→ Written instruction:
Please gather every line in the rows below that contains the word "Return", with uppercase and lowercase letters counting as different.

→ Material provided:
START
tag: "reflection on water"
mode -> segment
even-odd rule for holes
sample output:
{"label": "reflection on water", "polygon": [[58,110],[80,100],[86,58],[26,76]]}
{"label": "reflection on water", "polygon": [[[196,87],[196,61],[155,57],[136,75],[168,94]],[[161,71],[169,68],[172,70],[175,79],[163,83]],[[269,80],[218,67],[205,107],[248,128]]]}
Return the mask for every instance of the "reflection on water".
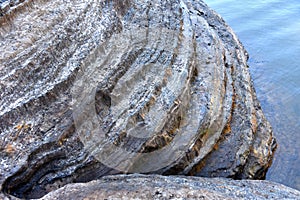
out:
{"label": "reflection on water", "polygon": [[267,179],[300,190],[300,1],[206,0],[233,28],[279,143]]}

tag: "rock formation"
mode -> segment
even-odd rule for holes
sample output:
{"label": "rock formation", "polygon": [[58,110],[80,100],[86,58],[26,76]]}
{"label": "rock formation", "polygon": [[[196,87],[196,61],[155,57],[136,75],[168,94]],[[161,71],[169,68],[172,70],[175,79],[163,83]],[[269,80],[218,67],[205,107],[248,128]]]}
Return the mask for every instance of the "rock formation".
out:
{"label": "rock formation", "polygon": [[[84,192],[82,192],[84,191]],[[115,175],[67,185],[54,199],[299,199],[300,192],[269,181],[160,175]]]}
{"label": "rock formation", "polygon": [[264,178],[276,142],[248,54],[201,0],[0,7],[3,192],[118,173]]}

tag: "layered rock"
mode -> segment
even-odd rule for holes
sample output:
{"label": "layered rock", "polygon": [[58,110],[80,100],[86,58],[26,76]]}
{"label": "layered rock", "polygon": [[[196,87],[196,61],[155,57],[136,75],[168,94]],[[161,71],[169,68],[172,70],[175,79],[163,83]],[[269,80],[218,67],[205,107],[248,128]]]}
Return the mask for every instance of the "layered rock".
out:
{"label": "layered rock", "polygon": [[[82,192],[84,191],[84,192]],[[159,175],[115,175],[69,184],[42,199],[299,199],[300,192],[269,181]]]}
{"label": "layered rock", "polygon": [[4,1],[0,24],[2,191],[264,178],[276,142],[247,52],[202,1]]}

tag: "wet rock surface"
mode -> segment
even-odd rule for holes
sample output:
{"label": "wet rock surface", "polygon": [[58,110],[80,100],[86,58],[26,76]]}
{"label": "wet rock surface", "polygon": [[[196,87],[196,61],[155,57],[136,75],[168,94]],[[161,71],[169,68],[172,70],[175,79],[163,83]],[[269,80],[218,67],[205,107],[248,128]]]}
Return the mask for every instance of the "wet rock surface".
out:
{"label": "wet rock surface", "polygon": [[1,1],[0,185],[118,173],[263,179],[276,142],[230,27],[202,1]]}
{"label": "wet rock surface", "polygon": [[[84,192],[82,192],[84,191]],[[159,175],[115,175],[67,185],[42,199],[299,199],[269,181]]]}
END
→ Complete response:
Return the mask for every instance of the "reflection on water".
Return the mask for every instance of the "rock formation".
Return the mask for every instance of the "layered rock".
Return the mask for every instance of the "wet rock surface".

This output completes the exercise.